**Extrait**
Ils ont imaginé un autre monde

18.04.2014, par
Paysage sur une planète imaginaire
Dans l’ouvrage « Exquise planète », trois scientifiques et un auteur de science-fiction ont inventé ensemble une plausible planète fictive. L’un des auteurs, le paléontologue Jean-Sébastien Steyer, nous parle de cet exercice collectif de fiction scientifique.

Dans l’ouvrage Exquise planète, que vous avez coécrit avec l’astrophysicien Roland Lehoucq, l’archéologue Jean-Paul Demoule et l’auteur de science-fiction Pierre Bordage, vous inventez une planète qui n’est pas la Terre mais qui aurait pu lui ressembler. Comment avez-vous procédé pour l’imaginer ?
Jean-Sébastien Steyer : Nous avons repris le concept du cadavre exquis, un jeu consistant à écrire à tour de rôle un poème sur la base d’un seul fragment de texte visible. L’astrophysicien Roland Lehoucq a commencé la rédaction en imaginant une planète tellurique plausible. Il m’a ensuite transmis la fin de son texte pour que je prenne le relais en développant de la vie dessus. Et, parmi les formes de vies foisonnantes que j’ai pu développer, il se trouve qu’une espèce développe une sorte d’intelligence. Le protohistorien Jean-Paul Demoule a donc pris le relais pour imaginer, sur la base de cette espèce intelligence, une civilisation. Nous avons ensuite donné l’ensemble du manuscrit à l’auteur Pierre Bordage qui en a fait un scénario.

Quelle matrice Roland Lehoucq vous a-t-il léguée ?

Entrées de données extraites

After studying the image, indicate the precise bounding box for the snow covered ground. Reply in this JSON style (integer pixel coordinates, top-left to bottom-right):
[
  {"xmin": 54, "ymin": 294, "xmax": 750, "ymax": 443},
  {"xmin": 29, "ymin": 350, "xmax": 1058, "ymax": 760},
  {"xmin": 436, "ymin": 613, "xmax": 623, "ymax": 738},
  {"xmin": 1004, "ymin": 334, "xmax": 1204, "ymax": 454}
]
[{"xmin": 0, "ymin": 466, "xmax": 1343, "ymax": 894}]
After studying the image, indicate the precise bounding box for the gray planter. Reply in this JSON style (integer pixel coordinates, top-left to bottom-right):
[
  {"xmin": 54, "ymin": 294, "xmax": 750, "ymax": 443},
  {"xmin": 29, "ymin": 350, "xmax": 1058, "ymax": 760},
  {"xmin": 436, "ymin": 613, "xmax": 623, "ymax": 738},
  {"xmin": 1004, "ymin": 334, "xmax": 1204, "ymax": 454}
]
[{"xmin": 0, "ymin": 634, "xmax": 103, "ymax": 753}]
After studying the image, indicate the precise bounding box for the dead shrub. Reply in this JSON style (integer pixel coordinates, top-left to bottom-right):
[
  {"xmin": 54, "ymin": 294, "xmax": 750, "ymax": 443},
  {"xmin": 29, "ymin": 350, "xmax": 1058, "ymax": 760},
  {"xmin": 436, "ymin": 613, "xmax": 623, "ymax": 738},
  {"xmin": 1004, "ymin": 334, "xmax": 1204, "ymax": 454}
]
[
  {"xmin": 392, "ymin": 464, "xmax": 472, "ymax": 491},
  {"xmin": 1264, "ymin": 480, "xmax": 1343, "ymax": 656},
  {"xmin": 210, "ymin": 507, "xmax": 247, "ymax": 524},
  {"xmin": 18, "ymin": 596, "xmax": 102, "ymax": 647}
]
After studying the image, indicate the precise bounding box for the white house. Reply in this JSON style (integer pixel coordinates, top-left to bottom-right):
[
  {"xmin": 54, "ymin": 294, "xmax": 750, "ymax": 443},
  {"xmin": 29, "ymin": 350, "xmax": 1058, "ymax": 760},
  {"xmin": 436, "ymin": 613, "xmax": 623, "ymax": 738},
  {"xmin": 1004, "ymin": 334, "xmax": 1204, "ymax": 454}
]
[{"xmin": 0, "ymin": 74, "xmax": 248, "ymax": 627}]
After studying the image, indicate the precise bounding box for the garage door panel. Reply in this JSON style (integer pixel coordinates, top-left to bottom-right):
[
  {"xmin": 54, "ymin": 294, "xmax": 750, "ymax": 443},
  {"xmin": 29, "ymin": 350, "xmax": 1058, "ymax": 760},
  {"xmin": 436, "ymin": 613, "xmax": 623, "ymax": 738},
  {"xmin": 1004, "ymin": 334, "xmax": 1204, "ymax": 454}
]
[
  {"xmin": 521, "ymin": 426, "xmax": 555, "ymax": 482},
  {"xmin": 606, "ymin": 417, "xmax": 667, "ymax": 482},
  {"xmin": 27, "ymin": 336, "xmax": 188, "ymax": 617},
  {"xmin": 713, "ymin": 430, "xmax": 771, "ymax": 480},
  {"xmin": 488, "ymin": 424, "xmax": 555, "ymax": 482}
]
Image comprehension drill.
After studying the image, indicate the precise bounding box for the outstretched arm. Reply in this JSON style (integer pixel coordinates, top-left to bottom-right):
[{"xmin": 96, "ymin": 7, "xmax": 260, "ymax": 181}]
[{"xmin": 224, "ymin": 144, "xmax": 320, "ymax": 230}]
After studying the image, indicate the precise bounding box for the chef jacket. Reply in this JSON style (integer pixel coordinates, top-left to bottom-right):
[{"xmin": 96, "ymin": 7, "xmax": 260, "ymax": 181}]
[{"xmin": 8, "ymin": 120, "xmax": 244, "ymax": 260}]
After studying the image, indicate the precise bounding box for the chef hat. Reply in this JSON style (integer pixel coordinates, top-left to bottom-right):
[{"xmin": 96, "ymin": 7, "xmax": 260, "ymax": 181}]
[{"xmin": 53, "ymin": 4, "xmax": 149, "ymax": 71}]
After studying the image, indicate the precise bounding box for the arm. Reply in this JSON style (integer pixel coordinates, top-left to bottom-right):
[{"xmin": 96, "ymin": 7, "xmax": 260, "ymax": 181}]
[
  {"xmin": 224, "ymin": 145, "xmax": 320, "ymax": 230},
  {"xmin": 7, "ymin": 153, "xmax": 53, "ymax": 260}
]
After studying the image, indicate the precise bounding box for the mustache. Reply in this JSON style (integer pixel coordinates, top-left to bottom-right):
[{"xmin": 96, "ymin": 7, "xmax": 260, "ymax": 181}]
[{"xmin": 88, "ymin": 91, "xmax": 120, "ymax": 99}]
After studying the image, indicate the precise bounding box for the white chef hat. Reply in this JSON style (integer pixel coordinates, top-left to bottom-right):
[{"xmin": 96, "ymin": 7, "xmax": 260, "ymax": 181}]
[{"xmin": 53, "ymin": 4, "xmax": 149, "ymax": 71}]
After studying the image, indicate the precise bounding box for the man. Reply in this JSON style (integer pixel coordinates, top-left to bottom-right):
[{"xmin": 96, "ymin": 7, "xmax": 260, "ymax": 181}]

**Exercices**
a – Dans l'entretien sur Exquise planète, quel jeu les auteurs ont-ils repris pour écrire l'ouvrage ?
b – Écrivez la suite de l'entretien sur Exquise planète après sa dernière ligne.

**Corrigés**
a – Ils ont repris le cadavre exquis.

b –
J.-S. S. : Pour construire son exoplanète, Roland s’est basé sur la notion de zone d’habitabilité, c’est-à-dire sur des paramètres astrophysiques qui permettent justement l’apparition de la vie, en tout cas telle que nous la connaissons sur Terre : par exemple, dans sa course, la planète en question passe ni trop près ni trop loin de son étoile afin d’éviter les températures extrêmes. Cette zone d’habitabilité dépend du type d’étoile, de la trajectoire de la planète, etc. Petit à petit, en fixant les paramètres dont certains sont liés par les lois de Kepler, notre astrophysicien a construit une belle « exo-Terre ».

C’est donc un exercice de science-fiction, mais très réaliste et avec des bases scientifiques extrêmement plausibles ?
J.-S. S. : Nous sommes effectivement dans ce genre littéraire qu’est la science-fiction, plus précisément dans la planétologie et la biologie spéculatives : il s’agit d’imaginer, à partir de nos connaissances scientifiques actuelles, des planètes réalistes mais non réelles sur lesquelles des formes de vie pourraient se développer. Après tout, les collègues exobiologistes qui imaginent à quoi pourraient bien ressembler les formes de vie que nous pourrions rencontrer dans l’univers font la même chose ; ils spéculent cependant en se basant sur des paramètres bien réels d’exoplanètes observées et non pas imaginées, comme nous venons de le faire. C’est toute la différence… Dans notre cas, en fait, les anglophones parlent de hard science-fiction… Il faudrait inventer un terme en français… Peut-être « la fiction-science » ?

Vous vous êtes chargé de la partie qui voit apparaître la vie. Comment naît-elle sur votre planète ?
J.-S. S. : J’ai repris l’hypothèse de la panspermie qui stipule que la vie, en tout cas ses constituants, vient d’ailleurs. Je trouve fantastique le fait de savoir que les comètes qui frôlent régulièrement la Terre contiennent des acides aminés, parfois même en nombre supérieur aux vingt acides qui, par combinaison, composent toutes les formes de vie sur Terre ! Cela ouvre des perspectives inouïes sur les champs des possibles. Partant de ce postulat, j’ai ensuite imaginé une longue phase pendant laquelle notre jeune exoplanète a littéralement été bombardée par des comètes… Un peu comme la Terre pendant une période que l’on nomme la phase lunaire.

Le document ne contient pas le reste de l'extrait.